WHAT IS EXPECTED -
Repeat the whole listing exactly as written.

--- SUPPLIED ENTRIES ---

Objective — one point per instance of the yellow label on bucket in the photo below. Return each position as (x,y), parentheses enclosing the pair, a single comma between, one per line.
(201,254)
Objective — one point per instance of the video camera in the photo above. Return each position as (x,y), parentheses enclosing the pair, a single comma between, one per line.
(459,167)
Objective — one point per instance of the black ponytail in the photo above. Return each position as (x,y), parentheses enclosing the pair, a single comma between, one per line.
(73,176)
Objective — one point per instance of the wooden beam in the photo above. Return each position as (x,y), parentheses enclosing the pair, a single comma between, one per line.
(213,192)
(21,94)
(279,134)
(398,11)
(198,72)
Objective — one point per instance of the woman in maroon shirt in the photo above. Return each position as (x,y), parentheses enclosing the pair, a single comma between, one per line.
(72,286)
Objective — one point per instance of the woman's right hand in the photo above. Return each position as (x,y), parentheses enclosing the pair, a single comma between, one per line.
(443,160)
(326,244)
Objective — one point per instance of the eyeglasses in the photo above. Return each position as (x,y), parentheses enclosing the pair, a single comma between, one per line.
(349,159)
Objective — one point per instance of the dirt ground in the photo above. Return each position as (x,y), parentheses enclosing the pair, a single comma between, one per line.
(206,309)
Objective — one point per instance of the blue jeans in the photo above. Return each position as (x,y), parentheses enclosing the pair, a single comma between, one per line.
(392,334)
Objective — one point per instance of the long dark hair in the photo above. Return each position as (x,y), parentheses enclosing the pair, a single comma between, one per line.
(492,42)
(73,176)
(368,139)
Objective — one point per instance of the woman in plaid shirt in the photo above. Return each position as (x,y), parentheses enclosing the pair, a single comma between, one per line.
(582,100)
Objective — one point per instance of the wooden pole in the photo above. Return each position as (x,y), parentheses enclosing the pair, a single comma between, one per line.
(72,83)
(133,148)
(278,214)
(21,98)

---

EXPECTED OUTPUT -
Objective — one point per instance of the yellow label on bucket in the photo below. Return each position as (x,y), parentheses enclosing the pair, a single comma between, one per line.
(201,254)
Objective — one point per instance of the video camera in the photo above. Return each position as (x,y), parentheses enclosing the pair, a single comma between, one per line.
(459,167)
Objective — one point per instance of the black ponytail in the photo above. Return each position as (x,y), parentheses enclosing the pair, a single comma between, one per line.
(73,176)
Objective — one point per instance of the wooden beam in the photo above. Return each position as (x,y), parentheses enclosing the pair, a single comma between, one per line.
(213,192)
(21,94)
(279,134)
(398,11)
(198,72)
Objective — one point per instance of the woman in maroon shirt in the photo above. Return each position as (x,y), parentheses enclosing the pair, a single comma between, one per line.
(72,286)
Objective — one point per instance of the woman's right hand in the photo above. Return each position as (x,y), parentheses enclosing the pair, a single comma between, one per line.
(443,160)
(326,244)
Objective — one point per instance of the eyeglasses in the photo above. Return each position as (x,y), parentheses enclosing the pair, a single comma between, one per line.
(349,159)
Objective — one point per instance of the dirt ground in the photo above. Return each position as (x,y), parentheses enclosing the pair, a single comma between, one per line.
(206,309)
Objective — one point per instance of the blue jeans in the photo above. Return each position as (x,y), parentheses enclosing the pair, a single comma between, one per line.
(392,334)
Objective — one point per instance of the long dark hair in the photo above. Return each position as (x,y), parentheses enclosing the pair, a single comma between, one per line.
(492,42)
(73,176)
(368,139)
Objective — one point per instance of the woman in plaid shirt in the photo above. Return each position as (x,y), parentheses enclosing the pair, a single comma between, one per line.
(582,100)
Objective — one point per instance of the wooden pole in the photo above. Return each position as (x,y), parentheses enclosing the pair, a single comma between, one per line.
(72,83)
(133,148)
(278,214)
(21,98)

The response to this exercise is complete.